Exercise aim: Each record has to be repeated exactly as given.

Collected data entries:
-*-*-

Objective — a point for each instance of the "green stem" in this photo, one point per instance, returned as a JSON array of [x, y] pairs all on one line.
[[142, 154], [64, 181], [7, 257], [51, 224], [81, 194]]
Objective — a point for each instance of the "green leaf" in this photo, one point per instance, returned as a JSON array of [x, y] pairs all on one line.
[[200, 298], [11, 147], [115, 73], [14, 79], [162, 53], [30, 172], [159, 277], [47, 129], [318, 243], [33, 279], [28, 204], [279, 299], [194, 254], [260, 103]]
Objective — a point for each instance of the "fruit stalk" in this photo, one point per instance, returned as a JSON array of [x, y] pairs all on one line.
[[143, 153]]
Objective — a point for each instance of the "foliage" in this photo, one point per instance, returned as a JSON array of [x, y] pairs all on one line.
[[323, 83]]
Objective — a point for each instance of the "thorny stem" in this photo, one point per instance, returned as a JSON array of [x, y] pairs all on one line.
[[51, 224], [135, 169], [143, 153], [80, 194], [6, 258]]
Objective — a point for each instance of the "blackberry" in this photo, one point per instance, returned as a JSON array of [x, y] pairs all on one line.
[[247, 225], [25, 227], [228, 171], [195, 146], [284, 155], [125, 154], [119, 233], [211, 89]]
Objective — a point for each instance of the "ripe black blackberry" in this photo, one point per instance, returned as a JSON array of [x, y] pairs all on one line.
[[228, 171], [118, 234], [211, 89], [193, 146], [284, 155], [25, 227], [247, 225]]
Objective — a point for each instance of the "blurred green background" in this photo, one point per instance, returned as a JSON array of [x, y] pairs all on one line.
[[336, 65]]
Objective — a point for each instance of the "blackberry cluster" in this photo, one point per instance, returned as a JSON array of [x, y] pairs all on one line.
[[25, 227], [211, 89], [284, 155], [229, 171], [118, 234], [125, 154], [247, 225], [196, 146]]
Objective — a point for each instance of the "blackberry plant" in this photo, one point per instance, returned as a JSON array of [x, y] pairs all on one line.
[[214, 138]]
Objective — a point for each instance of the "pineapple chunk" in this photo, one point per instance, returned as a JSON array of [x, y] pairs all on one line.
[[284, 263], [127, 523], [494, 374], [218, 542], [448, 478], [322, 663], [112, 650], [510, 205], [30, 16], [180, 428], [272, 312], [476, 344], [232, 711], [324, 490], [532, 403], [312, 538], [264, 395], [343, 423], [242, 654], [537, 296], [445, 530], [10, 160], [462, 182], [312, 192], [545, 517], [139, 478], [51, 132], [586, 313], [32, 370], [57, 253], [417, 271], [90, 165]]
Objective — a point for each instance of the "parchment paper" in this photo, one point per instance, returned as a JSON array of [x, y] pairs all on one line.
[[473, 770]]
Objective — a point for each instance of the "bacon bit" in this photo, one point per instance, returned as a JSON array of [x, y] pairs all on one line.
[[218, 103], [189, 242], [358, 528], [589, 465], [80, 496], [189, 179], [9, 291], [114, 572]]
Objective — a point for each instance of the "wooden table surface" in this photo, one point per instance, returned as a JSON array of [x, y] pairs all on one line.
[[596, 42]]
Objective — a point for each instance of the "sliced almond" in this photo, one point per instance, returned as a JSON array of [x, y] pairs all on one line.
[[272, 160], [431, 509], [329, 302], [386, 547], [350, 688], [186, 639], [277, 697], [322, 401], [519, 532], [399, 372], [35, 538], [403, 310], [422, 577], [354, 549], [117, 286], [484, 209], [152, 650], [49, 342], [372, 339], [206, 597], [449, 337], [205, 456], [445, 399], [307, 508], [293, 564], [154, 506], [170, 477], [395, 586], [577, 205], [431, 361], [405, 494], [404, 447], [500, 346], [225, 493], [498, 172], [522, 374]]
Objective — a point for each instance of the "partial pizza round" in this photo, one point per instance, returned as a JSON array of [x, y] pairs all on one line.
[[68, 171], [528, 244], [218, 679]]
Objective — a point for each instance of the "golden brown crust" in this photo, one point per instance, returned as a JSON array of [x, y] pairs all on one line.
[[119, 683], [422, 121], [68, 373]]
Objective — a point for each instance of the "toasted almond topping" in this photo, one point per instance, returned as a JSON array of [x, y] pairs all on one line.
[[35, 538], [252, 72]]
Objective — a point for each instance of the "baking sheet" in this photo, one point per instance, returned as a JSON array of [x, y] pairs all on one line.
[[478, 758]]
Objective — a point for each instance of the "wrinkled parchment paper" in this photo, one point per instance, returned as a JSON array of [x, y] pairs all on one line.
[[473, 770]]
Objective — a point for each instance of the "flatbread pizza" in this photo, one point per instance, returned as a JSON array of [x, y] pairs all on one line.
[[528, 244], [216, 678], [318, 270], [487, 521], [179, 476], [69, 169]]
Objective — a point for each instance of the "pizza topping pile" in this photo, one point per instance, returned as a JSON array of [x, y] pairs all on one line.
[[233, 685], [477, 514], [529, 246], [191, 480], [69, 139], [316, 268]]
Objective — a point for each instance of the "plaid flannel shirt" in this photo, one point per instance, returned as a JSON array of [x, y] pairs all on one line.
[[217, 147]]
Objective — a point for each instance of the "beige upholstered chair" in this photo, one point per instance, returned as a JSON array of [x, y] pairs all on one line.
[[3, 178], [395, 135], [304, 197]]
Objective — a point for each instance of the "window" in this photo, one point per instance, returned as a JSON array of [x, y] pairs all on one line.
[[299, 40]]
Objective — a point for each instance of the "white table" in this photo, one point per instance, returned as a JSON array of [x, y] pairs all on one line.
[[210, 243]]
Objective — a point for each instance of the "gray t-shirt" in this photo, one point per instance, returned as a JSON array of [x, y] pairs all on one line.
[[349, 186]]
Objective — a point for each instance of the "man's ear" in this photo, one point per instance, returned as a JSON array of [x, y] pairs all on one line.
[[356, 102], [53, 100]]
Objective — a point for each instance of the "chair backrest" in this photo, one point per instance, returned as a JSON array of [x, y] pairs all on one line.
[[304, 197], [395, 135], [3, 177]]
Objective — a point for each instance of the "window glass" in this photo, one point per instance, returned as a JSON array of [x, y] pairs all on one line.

-*-*-

Exercise response:
Objective — a point for each instance of the "green stem" in this photo, one point per instance, returned as a JSON array of [x, y] pairs all on one line.
[[142, 154], [64, 181], [7, 257], [51, 224], [81, 194]]
Objective — a point for each instance of the "green leaf" in this photo, one point per instance, returned as a JSON array of [x, y] pairs all on one line.
[[200, 298], [11, 147], [115, 73], [14, 79], [162, 53], [30, 172], [159, 277], [47, 129], [318, 243], [33, 279], [28, 204], [279, 299], [194, 254], [260, 103]]
Objective — a point for each instance of the "fruit stalk" in this photo, one point per instance, returned as a JSON array of [x, y] pairs all on one line.
[[143, 153]]
Objective — a point for each instance of the "foliage" in this photo, one point per instance, returned as a JSON array of [x, y] pairs all on one line.
[[323, 83]]
Objective — a point for each instance of the "thorny stem" in this photo, one point per instance, returned as a JSON array of [x, y] pairs all on one line.
[[51, 224], [135, 169], [143, 153], [80, 194], [6, 258]]
Objective — a point for each instance of the "blackberry" in this photo, one point per instance, returned as a JSON array of [x, y] pairs all on one line.
[[247, 225], [25, 227], [228, 171], [195, 146], [284, 155], [125, 154], [119, 233], [211, 89]]
Objective — a point for each instance of the "ripe black blackberry" in this photo, one point per instance, returned as a JSON array of [x, y] pairs all on one line.
[[228, 171], [118, 234], [211, 89], [193, 146], [284, 155], [25, 227], [247, 225]]
Objective — a point for each instance of the "blurred green background" in this photo, one point per instance, returned as a JSON array of [x, y] pairs all on one line.
[[336, 65]]
Objective — a point for each instance of the "blackberry cluster" in this photo, one point per instance, returned as a JSON array of [x, y] pairs all on one line.
[[25, 227], [211, 89], [284, 155], [229, 171], [118, 234], [125, 154], [247, 225], [196, 146]]
Objective — a point for each instance of the "blackberry plant" in this photo, one point per instance, returned as a JSON array of [x, y] pairs all on one line.
[[214, 138]]
Objective — a point for each instance of the "pineapple chunk" in this photo, one point per instance, returned as a JSON array of [x, y] pairs all on one line.
[[284, 263], [127, 523], [494, 374], [218, 542], [448, 478], [322, 663], [112, 650], [510, 205], [30, 16], [180, 428], [272, 312], [476, 344], [232, 711], [324, 490], [532, 403], [312, 538], [264, 395], [343, 423], [242, 654], [537, 296], [445, 530], [10, 160], [462, 182], [312, 192], [545, 517], [139, 478], [51, 132], [586, 313], [32, 370], [57, 253], [417, 271], [90, 165]]
Objective — a point for each instance of the "parchment paper" in this photo, one point per instance, returned as a JSON array of [x, y] pairs all on one line.
[[473, 770]]
Objective — a point for each instance of the "bacon bit" in this photo, one point per instance, returned as a JSON array of [x, y] pairs all on one line.
[[218, 103], [189, 242], [358, 528], [589, 465], [80, 496], [189, 179], [9, 291], [114, 572]]
Objective — a point for each instance of the "wooden table surface" in this photo, one point per instance, returned as a JSON array of [x, y] pairs all on one line.
[[596, 42]]
Objective — a point for each instance of the "sliced almond" in this photo, one point per instance, returned as a JSON array of [x, y] pairs all on one line.
[[272, 160], [431, 509], [329, 302], [386, 547], [350, 688], [186, 639], [277, 697], [322, 401], [519, 532], [399, 372], [35, 538], [403, 310], [422, 577], [354, 549], [117, 286], [484, 209], [152, 650], [49, 342], [372, 339], [206, 597], [449, 337], [205, 456], [445, 399], [307, 508], [293, 564], [154, 506], [170, 477], [395, 586], [577, 205], [431, 361], [405, 494], [404, 447], [500, 346], [225, 493], [498, 172], [522, 374]]
Objective — a point for each instance of the "partial pizza round" in this photo, one point per instance, returned as a JSON array of [x, y] pairs all on one line.
[[68, 171], [528, 244], [218, 679]]
Objective — a point for each instance of the "golden brown crust" in this photo, one point per instance, returned as a JSON array of [x, y] pairs all on one line.
[[119, 683], [422, 121], [68, 373]]
Objective — a point for each instance of the "toasted almond topping" in this photo, one point per instance, returned as a JSON array of [x, y] pairs all on one line.
[[35, 538], [252, 72]]
Objective — a point for each instance of the "baking sheet" in this photo, one point per instance, returned as a JSON array of [x, y] pairs all on one line.
[[478, 758]]
Objective — a point for each instance of the "wrinkled parchment paper" in this photo, one point per instance, returned as a JSON array of [x, y] pairs all on one line.
[[473, 770]]
Objective — a point for each instance of the "flatbread pizza" in this photo, one point per instance, returned as a JSON array of [x, y] pairs all on one line.
[[528, 244], [216, 678], [318, 270], [487, 521], [179, 476], [69, 169]]
Objective — a point for each instance of the "pizza topping pile" in this photo, one point per instance, returned as a JSON array of [x, y] pairs all on one line.
[[233, 685], [477, 514], [529, 246], [191, 480], [69, 139], [316, 268]]
Objective — a point for each instance of the "plaid flannel shirt" in this photo, one point per instance, returned as a JSON array of [x, y] pairs all on one line.
[[217, 147]]
Objective — a point for each instance of the "beige upholstered chair" in this photo, one point per instance, returned as a JSON array of [x, y] pairs all on one line.
[[3, 178], [395, 135], [304, 197]]
Objective — a point for each instance of the "window" in this photo, one point per instance, returned as a JSON array of [x, y] pairs all on one line.
[[299, 40]]
Objective — a point for each instance of the "white table" in this photo, one point per instance, returned as a JSON array of [x, y] pairs all on one line.
[[210, 243]]
Objective — a point for each instance of the "gray t-shirt" in this photo, one point per instance, returned as a JSON array of [x, y] pairs all on one line.
[[349, 186]]
Objective — a point for each instance of the "man's ear" in this photo, one point per instance, returned as a JSON array of [x, y] pairs all on one line.
[[356, 102], [53, 100]]
Objective — a point for each instance of the "chair backrest" in this photo, one point per instance, returned as a JSON array of [x, y] pairs all on one line.
[[304, 197], [395, 135], [3, 177]]
Objective — a point for each instance of the "window glass" in this photo, one point per instance, returned as a JSON array of [x, y] pairs all on one line.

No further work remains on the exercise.